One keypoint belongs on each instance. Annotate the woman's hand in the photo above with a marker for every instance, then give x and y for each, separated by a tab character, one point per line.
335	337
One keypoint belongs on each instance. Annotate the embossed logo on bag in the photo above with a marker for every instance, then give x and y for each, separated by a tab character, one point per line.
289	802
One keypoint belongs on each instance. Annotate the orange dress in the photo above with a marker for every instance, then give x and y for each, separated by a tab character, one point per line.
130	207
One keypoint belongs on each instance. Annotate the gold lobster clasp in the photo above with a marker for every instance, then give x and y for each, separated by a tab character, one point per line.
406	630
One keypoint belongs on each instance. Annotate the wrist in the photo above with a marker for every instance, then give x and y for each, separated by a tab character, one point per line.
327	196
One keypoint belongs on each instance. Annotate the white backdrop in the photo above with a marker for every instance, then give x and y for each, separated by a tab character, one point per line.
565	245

** EXERCISE INSTRUCTIONS **
Can you format the data from the line containing "One keypoint belongs on each instance. Annotate the gold" through the end as a numbered list, leaving out blank lines?

** THE OUTPUT **
1. One keypoint belongs on each instance. Annotate the gold lobster clasp in the photo above with a marker for every instance, then give x and y for each, separated by a tab character, one point per line.
2. 406	630
3. One keypoint belongs on each instance. Annotate the wrist in the photo above with a marker for every instance, then give x and y for each, separated by a tab character, one point per line.
4. 327	196
5. One keypoint belongs on each instance. Annotate the white backdrop in the photo above with a marker for every instance, then give x and y for each, separated by a tab character, one point per line.
6. 565	245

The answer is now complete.